Copy out the lines in the records below, starting at the line with "Pinpoint red jacket here." and continuing through the final line of the records, keeping every line unchanged.

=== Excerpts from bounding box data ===
*****

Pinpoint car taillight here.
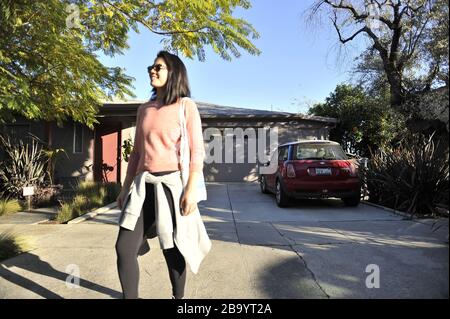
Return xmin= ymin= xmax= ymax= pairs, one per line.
xmin=341 ymin=163 xmax=358 ymax=177
xmin=286 ymin=164 xmax=295 ymax=178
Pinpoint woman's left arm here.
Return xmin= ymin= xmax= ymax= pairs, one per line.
xmin=181 ymin=99 xmax=205 ymax=215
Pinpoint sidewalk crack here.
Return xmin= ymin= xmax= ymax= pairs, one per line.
xmin=269 ymin=223 xmax=330 ymax=299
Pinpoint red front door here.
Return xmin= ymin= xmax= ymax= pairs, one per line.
xmin=94 ymin=123 xmax=122 ymax=183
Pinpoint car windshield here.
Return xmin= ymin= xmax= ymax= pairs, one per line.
xmin=294 ymin=144 xmax=348 ymax=160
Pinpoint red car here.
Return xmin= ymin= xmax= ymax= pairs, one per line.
xmin=259 ymin=140 xmax=361 ymax=207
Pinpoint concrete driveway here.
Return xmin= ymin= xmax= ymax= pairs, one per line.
xmin=0 ymin=183 xmax=449 ymax=298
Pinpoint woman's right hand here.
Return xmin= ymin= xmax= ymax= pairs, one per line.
xmin=116 ymin=190 xmax=128 ymax=210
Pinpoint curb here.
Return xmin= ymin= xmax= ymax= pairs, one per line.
xmin=67 ymin=202 xmax=117 ymax=224
xmin=361 ymin=200 xmax=411 ymax=218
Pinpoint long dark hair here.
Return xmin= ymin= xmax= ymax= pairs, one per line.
xmin=151 ymin=51 xmax=191 ymax=105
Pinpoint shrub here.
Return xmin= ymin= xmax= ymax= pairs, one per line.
xmin=56 ymin=181 xmax=120 ymax=223
xmin=0 ymin=199 xmax=22 ymax=216
xmin=367 ymin=134 xmax=449 ymax=217
xmin=56 ymin=203 xmax=79 ymax=223
xmin=0 ymin=232 xmax=33 ymax=261
xmin=0 ymin=135 xmax=46 ymax=199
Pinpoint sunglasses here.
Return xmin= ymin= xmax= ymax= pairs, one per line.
xmin=147 ymin=64 xmax=167 ymax=73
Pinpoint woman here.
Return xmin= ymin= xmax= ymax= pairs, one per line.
xmin=116 ymin=51 xmax=211 ymax=299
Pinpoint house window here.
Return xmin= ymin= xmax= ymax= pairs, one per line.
xmin=73 ymin=123 xmax=83 ymax=153
xmin=4 ymin=124 xmax=30 ymax=141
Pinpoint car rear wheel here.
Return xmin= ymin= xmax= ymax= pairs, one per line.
xmin=342 ymin=196 xmax=361 ymax=207
xmin=259 ymin=175 xmax=269 ymax=194
xmin=275 ymin=179 xmax=289 ymax=207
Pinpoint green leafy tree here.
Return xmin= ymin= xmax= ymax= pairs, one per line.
xmin=308 ymin=84 xmax=403 ymax=156
xmin=0 ymin=0 xmax=260 ymax=128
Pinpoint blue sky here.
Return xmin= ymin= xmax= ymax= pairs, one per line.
xmin=99 ymin=0 xmax=366 ymax=113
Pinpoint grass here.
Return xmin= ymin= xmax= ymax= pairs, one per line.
xmin=0 ymin=199 xmax=22 ymax=216
xmin=56 ymin=181 xmax=120 ymax=223
xmin=0 ymin=232 xmax=34 ymax=261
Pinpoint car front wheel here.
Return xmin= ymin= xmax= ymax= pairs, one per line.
xmin=275 ymin=179 xmax=289 ymax=207
xmin=342 ymin=196 xmax=361 ymax=207
xmin=259 ymin=175 xmax=269 ymax=194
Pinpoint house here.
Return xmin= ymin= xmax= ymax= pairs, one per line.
xmin=0 ymin=101 xmax=337 ymax=187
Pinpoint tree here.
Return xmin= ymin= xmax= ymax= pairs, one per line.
xmin=308 ymin=84 xmax=403 ymax=156
xmin=312 ymin=0 xmax=448 ymax=108
xmin=0 ymin=0 xmax=260 ymax=128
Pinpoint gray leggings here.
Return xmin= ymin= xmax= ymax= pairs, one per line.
xmin=116 ymin=171 xmax=186 ymax=299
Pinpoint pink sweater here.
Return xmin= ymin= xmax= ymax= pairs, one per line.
xmin=127 ymin=99 xmax=205 ymax=177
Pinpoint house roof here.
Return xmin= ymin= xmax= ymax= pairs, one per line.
xmin=100 ymin=101 xmax=338 ymax=123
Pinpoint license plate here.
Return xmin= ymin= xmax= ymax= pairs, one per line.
xmin=316 ymin=168 xmax=331 ymax=175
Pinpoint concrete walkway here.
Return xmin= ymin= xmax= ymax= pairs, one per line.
xmin=0 ymin=183 xmax=449 ymax=299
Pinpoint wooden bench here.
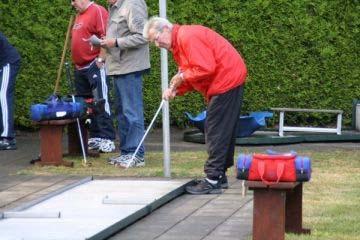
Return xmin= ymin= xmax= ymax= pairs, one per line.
xmin=271 ymin=108 xmax=343 ymax=137
xmin=245 ymin=181 xmax=310 ymax=240
xmin=31 ymin=119 xmax=95 ymax=167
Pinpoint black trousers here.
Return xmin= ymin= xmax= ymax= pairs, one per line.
xmin=204 ymin=85 xmax=244 ymax=180
xmin=74 ymin=62 xmax=116 ymax=140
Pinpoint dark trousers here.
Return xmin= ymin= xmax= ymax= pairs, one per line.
xmin=204 ymin=86 xmax=244 ymax=180
xmin=0 ymin=61 xmax=20 ymax=138
xmin=74 ymin=62 xmax=116 ymax=140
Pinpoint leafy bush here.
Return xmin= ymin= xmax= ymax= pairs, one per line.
xmin=0 ymin=0 xmax=360 ymax=127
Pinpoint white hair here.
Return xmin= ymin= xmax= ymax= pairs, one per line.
xmin=143 ymin=16 xmax=173 ymax=39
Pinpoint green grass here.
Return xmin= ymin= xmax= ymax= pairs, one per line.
xmin=19 ymin=149 xmax=360 ymax=240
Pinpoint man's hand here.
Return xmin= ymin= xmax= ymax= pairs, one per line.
xmin=100 ymin=38 xmax=116 ymax=48
xmin=96 ymin=61 xmax=105 ymax=68
xmin=163 ymin=88 xmax=176 ymax=101
xmin=170 ymin=73 xmax=183 ymax=89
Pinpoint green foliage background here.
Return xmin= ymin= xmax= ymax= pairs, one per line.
xmin=0 ymin=0 xmax=360 ymax=127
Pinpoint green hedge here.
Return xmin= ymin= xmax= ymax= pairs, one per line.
xmin=0 ymin=0 xmax=360 ymax=127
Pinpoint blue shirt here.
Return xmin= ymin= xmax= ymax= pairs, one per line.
xmin=0 ymin=32 xmax=20 ymax=67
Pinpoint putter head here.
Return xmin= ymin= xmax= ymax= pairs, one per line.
xmin=89 ymin=35 xmax=101 ymax=47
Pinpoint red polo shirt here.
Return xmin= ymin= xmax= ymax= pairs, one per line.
xmin=71 ymin=3 xmax=109 ymax=68
xmin=171 ymin=25 xmax=247 ymax=101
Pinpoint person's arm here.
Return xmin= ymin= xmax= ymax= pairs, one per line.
xmin=96 ymin=7 xmax=109 ymax=68
xmin=101 ymin=3 xmax=148 ymax=50
xmin=180 ymin=34 xmax=216 ymax=82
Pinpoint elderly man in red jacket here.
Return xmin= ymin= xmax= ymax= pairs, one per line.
xmin=143 ymin=17 xmax=247 ymax=194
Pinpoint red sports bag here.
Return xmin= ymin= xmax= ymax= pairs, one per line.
xmin=249 ymin=154 xmax=296 ymax=185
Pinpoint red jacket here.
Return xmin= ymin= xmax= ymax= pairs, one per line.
xmin=71 ymin=3 xmax=109 ymax=68
xmin=171 ymin=25 xmax=247 ymax=101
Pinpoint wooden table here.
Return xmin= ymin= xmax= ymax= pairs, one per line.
xmin=245 ymin=181 xmax=310 ymax=240
xmin=35 ymin=119 xmax=76 ymax=166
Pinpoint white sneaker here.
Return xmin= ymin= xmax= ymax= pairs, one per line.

*****

=== Written answer ===
Pinpoint red jacket here.
Return xmin= ymin= xmax= ymax= pairs, one per line.
xmin=71 ymin=3 xmax=109 ymax=68
xmin=171 ymin=25 xmax=247 ymax=101
Pinpoint wooden table here.
Return xmin= ymin= xmax= ymax= pairs, one per line.
xmin=245 ymin=181 xmax=310 ymax=240
xmin=35 ymin=119 xmax=76 ymax=166
Pinpoint white sneaker here.
Return xmin= ymin= xmax= ymax= pairs, one per line.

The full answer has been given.